> DOCUMENT EXTRACT:
The ministry stressed that the foundation of the international economic recovery is still fragile and requires the concerted efforts and actions of all countries.

The US solar energy industry has decried the Trump decision as killing American jobs. Many US lawmakers have also voiced their opposition.

Senator John McCain, a Republican from Arizona, tweeted on Tuesday that "Trump admin's new protectionist tariffs nothing more than a tax on consumers."

Congressman Lloyd Smucker, a Republican from Pennsylvania, said in a tweet that "this solar tariff decision is misguided."

Ben Sasse, a Republican Senator from Nebraska, said Republicans need to understand that tariffs are a tax on consumers. "Moms and dads shopping on a budget for a new washing machine will pay for this - not big companies," he said in a statement on Tuesday.

Wayne Morrison, a specialist in Asian trade and finance at the Congressional Research Service, said that such actions are a further indicator that the Trump Administration intends to more aggressively utilize US trade remedy laws than previous administrations.

> REQUEST A: In the article on reactions to the solar tariff, which state does Congressman Lloyd Smucker represent?

> DATA SECTION:
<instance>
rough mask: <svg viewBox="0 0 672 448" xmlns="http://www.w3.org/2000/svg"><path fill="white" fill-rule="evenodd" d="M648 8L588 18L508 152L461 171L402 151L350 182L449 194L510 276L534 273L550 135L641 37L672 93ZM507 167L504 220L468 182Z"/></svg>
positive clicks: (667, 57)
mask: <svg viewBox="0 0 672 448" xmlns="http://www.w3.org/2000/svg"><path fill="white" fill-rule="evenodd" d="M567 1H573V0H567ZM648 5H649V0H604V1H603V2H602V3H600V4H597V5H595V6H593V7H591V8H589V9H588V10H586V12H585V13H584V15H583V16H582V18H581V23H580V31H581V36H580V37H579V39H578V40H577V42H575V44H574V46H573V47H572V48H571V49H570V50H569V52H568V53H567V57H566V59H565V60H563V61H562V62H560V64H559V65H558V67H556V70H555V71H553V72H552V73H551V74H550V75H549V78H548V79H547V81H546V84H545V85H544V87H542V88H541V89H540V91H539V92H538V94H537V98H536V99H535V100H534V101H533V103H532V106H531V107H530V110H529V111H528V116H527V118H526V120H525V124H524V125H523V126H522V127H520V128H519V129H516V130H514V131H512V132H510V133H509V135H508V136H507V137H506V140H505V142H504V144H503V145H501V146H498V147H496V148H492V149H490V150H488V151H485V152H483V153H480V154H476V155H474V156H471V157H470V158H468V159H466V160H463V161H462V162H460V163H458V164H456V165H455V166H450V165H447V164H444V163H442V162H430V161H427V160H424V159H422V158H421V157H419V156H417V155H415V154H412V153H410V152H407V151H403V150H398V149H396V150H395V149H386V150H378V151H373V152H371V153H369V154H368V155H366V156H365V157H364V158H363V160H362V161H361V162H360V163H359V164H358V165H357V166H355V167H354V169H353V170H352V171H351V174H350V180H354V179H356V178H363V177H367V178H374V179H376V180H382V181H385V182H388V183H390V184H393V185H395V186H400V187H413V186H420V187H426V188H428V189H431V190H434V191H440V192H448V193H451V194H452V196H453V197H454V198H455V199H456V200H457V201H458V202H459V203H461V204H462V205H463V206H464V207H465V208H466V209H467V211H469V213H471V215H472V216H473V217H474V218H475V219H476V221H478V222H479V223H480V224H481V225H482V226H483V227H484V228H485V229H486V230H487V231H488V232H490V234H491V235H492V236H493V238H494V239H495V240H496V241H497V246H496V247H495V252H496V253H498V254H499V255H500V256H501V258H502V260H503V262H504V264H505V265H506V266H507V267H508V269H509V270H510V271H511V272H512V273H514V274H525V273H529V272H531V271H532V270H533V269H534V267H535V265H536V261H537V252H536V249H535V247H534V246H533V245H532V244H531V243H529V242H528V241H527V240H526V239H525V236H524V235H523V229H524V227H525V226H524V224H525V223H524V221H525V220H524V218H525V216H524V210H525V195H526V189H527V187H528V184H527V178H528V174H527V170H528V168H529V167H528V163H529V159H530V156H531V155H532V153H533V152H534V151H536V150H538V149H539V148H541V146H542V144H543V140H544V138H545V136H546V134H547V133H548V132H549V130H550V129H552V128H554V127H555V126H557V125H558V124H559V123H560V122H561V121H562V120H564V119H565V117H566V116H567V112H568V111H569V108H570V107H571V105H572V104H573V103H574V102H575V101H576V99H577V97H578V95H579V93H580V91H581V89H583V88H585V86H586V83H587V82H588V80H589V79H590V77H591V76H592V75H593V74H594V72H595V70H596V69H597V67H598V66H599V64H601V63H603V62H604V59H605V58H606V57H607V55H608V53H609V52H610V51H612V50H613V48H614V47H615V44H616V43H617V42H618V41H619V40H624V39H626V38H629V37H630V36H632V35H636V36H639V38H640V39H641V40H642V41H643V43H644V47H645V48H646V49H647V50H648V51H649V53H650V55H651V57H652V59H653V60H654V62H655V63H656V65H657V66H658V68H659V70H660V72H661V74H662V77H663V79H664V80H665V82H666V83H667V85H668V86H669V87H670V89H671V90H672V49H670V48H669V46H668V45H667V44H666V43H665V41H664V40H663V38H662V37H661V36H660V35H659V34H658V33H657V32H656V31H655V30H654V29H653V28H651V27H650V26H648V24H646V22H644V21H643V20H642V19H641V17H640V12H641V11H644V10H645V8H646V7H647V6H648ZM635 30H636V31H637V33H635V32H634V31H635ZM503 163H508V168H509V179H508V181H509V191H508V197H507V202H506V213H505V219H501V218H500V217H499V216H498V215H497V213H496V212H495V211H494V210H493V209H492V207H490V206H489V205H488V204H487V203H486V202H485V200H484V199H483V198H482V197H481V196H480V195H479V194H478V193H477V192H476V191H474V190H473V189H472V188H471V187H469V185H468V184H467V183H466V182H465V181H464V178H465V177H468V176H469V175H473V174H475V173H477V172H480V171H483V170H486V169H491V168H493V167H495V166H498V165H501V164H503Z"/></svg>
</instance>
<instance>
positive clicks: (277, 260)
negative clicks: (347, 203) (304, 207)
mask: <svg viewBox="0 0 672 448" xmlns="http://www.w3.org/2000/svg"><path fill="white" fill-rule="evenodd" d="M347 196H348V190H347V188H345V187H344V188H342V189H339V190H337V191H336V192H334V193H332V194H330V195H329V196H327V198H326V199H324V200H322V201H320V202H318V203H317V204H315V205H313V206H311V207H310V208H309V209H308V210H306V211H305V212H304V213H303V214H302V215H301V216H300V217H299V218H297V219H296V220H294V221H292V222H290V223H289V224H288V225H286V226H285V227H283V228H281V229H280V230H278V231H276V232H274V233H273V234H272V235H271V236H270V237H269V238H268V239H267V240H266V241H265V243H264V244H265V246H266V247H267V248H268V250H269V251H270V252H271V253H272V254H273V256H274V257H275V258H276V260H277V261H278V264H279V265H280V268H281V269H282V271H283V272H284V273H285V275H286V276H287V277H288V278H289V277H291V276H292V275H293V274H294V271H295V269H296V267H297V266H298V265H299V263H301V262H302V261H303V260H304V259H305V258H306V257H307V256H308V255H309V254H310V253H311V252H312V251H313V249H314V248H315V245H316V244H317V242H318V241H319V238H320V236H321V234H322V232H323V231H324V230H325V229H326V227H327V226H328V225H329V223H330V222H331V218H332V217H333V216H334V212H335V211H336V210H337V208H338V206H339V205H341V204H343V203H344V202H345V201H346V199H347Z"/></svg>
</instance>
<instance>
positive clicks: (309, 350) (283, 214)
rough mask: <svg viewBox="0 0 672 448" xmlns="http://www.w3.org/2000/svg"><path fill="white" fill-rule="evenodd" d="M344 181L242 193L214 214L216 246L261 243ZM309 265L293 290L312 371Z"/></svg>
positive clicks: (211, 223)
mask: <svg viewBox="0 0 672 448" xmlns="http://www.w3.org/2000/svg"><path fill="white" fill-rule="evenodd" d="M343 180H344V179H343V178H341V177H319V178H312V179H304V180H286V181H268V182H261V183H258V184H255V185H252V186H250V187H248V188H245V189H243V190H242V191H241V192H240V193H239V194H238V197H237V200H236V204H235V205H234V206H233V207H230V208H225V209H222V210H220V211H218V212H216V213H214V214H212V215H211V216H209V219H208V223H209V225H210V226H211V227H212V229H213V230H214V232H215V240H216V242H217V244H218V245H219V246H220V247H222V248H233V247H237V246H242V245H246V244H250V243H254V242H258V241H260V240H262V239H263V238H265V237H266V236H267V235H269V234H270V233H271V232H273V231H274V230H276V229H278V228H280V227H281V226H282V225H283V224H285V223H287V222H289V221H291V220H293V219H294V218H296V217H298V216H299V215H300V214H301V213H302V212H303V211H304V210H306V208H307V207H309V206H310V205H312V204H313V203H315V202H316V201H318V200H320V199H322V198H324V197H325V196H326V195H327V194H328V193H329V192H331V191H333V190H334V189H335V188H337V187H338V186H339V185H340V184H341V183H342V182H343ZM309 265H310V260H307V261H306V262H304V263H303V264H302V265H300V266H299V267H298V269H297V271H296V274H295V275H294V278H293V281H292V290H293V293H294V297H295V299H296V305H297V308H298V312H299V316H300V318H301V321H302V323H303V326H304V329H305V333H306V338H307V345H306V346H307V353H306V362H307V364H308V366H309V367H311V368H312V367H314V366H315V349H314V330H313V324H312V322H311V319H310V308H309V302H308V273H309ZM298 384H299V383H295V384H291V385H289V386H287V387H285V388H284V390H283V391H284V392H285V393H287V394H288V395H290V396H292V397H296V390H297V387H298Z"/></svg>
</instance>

> REQUEST B: Return the lines of the entries, copied exactly, from the first line of the entries through the line that contains "positive clicks: (667, 57)", with both ends included.

> WRITTEN REPLY A: Pennsylvania

> WRITTEN REPLY B:
<instance>
rough mask: <svg viewBox="0 0 672 448" xmlns="http://www.w3.org/2000/svg"><path fill="white" fill-rule="evenodd" d="M648 8L588 18L508 152L461 171L402 151L350 182L449 194L510 276L534 273L550 135L641 37L672 93ZM507 167L504 220L468 182Z"/></svg>
positive clicks: (667, 57)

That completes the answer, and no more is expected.